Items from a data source
____
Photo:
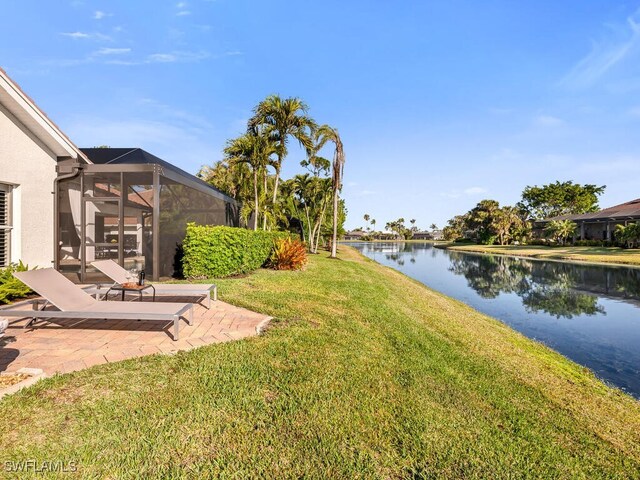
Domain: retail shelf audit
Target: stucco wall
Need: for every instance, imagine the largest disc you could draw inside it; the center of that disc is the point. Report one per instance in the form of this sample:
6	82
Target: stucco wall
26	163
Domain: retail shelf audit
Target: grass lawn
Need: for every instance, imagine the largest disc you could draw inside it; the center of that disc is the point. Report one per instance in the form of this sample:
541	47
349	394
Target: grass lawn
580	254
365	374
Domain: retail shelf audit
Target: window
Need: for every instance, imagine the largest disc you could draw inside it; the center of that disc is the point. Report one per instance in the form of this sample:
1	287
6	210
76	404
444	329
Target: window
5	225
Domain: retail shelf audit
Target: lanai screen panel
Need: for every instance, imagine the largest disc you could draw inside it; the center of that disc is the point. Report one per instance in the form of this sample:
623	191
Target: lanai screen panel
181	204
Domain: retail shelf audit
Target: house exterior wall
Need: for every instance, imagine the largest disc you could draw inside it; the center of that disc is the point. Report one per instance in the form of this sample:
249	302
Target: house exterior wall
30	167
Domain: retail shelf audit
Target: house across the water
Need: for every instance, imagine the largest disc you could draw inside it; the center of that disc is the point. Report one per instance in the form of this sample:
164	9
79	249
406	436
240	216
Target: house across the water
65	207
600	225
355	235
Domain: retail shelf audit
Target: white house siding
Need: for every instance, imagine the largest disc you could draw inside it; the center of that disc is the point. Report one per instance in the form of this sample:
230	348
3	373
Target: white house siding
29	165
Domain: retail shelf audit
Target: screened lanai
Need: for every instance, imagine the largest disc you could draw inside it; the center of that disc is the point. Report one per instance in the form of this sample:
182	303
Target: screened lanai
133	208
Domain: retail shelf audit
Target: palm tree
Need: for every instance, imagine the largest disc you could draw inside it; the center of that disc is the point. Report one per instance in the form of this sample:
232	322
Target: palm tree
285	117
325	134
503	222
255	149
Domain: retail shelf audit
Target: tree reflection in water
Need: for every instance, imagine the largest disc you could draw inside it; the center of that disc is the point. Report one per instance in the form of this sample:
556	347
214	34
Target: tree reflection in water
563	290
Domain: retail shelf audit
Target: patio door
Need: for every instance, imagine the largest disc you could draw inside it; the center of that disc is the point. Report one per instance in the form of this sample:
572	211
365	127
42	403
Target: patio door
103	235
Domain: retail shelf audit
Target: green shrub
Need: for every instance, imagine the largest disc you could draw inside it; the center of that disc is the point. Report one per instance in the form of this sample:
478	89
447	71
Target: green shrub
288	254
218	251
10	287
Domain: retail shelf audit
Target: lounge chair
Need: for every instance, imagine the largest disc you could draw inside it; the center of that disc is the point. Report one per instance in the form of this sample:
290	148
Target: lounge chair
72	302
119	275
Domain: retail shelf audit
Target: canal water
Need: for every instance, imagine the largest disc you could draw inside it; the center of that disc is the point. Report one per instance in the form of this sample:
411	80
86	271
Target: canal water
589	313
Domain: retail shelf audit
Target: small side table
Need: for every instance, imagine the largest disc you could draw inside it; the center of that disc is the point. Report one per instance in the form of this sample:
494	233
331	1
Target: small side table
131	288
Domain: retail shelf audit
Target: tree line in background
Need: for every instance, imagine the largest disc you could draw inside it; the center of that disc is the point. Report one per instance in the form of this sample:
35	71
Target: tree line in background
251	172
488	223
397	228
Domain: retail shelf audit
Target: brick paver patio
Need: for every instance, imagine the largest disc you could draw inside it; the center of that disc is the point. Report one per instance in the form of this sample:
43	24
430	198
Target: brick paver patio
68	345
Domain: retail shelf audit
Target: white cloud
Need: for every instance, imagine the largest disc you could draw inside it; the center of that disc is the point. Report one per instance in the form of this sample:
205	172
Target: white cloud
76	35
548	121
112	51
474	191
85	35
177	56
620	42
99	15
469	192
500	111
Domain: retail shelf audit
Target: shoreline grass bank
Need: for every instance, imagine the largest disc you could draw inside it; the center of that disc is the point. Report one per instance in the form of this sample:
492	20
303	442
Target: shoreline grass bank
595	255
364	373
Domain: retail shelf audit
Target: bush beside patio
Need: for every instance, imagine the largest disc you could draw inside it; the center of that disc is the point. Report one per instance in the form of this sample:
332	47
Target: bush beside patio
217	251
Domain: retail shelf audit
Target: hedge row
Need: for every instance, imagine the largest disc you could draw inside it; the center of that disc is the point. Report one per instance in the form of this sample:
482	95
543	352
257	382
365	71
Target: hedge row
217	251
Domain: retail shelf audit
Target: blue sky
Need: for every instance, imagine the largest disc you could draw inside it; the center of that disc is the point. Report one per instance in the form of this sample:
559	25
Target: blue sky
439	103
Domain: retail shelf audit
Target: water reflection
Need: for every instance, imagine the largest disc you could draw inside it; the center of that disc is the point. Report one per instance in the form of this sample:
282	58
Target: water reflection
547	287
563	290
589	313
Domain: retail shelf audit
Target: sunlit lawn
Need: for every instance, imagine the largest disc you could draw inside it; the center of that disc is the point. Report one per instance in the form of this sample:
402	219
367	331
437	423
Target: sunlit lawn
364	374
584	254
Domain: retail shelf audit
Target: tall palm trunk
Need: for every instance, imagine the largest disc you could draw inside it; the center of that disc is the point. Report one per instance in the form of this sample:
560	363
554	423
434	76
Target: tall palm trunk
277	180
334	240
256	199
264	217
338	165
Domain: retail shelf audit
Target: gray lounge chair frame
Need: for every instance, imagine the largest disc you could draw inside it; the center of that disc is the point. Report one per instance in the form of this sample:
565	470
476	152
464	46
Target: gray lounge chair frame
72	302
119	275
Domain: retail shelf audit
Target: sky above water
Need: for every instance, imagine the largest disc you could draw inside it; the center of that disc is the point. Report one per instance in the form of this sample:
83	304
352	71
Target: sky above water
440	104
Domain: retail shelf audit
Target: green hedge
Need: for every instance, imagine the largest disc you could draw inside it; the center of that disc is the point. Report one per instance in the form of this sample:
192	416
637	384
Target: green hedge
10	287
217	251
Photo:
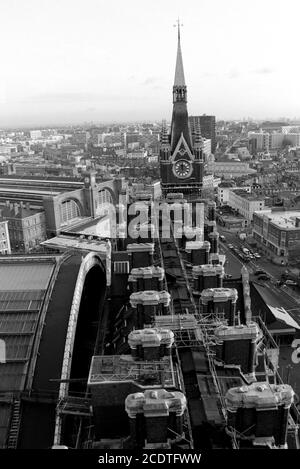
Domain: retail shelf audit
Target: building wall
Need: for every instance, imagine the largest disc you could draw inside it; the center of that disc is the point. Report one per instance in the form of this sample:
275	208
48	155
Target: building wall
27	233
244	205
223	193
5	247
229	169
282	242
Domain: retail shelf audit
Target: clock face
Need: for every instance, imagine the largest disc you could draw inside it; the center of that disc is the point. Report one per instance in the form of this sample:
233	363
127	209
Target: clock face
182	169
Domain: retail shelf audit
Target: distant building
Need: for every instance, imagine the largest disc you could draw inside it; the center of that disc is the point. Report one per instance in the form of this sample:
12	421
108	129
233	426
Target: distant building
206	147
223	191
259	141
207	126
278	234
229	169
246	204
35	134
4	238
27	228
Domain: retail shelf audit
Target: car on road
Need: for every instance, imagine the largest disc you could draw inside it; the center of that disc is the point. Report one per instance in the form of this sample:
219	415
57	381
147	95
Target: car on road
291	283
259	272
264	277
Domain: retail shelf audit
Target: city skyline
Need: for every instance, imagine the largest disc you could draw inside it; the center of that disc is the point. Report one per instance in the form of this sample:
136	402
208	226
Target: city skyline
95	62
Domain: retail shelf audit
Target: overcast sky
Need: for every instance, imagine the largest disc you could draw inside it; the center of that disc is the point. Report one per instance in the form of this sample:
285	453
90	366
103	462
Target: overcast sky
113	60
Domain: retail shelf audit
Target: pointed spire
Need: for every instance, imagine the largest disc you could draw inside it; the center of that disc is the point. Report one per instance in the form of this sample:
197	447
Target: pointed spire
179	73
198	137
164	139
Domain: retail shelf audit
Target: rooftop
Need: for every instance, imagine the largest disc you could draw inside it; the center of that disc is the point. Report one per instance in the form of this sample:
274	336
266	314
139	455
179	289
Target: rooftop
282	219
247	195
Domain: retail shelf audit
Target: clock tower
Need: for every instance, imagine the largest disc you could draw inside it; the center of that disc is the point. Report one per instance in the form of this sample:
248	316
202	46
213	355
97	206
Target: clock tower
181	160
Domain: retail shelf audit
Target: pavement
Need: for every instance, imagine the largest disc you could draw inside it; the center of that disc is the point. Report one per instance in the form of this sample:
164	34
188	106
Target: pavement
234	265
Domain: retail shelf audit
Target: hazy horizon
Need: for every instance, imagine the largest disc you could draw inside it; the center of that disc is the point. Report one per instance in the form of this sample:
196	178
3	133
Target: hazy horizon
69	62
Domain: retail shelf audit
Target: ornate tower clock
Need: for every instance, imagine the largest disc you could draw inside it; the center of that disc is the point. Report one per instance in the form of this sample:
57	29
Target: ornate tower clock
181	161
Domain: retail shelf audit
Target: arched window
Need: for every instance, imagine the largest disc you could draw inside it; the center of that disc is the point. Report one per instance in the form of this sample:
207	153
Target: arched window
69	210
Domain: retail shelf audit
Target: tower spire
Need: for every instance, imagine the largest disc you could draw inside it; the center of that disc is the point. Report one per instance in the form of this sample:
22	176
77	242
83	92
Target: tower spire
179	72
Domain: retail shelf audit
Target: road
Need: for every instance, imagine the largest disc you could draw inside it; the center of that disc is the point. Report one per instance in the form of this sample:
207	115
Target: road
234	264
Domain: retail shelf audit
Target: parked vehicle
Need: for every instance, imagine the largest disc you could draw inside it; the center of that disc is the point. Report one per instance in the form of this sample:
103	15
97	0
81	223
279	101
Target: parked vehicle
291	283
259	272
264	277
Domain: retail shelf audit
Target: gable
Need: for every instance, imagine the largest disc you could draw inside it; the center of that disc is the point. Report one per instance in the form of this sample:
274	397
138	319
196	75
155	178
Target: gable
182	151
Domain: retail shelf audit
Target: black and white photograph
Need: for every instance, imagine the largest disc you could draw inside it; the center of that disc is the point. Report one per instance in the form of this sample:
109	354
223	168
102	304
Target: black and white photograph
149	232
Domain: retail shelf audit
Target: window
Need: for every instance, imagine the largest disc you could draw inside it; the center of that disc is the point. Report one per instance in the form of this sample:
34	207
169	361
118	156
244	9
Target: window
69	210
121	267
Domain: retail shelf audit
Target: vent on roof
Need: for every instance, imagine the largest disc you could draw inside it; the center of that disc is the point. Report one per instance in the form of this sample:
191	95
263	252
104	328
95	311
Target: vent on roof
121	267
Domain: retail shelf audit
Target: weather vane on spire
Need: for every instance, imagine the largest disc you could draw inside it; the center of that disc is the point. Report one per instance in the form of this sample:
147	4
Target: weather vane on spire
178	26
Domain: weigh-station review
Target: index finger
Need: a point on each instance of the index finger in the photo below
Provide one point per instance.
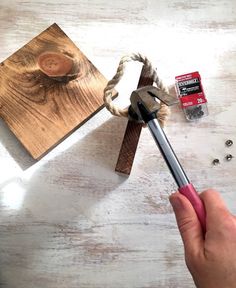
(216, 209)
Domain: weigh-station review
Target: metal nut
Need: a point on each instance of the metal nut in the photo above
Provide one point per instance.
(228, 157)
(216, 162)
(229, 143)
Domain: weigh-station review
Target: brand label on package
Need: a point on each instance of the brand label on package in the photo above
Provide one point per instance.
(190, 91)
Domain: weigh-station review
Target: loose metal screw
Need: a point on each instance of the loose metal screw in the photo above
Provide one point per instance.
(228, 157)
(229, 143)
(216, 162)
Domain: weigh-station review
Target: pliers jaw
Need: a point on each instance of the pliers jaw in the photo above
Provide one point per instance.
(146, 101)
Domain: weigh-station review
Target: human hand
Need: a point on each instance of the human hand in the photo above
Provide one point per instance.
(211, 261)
____
Task requirements >> Print the lines above from the one with "Need: a point on each instance of the brand" through the one with "Need: a point on each instance of the human", both included, exactly as written and nothing more.

Answer box >>
Need: a point on each instance of the brand label on package in the photo above
Provide one point per instance.
(190, 91)
Domain: weigh-station review
Target: loose metal screw
Need: a point on each instance of the loose metal screw in the photo above
Provide one point per instance.
(228, 157)
(229, 143)
(216, 162)
Domain: weigh-station review
Target: pliers jaw
Need: a point on each instance of the pliers jaw in the photo above
Provide one point per instance.
(146, 101)
Domain: weigh-station review
Target: human hand
Need: a point on each instance of the human hand in the photo above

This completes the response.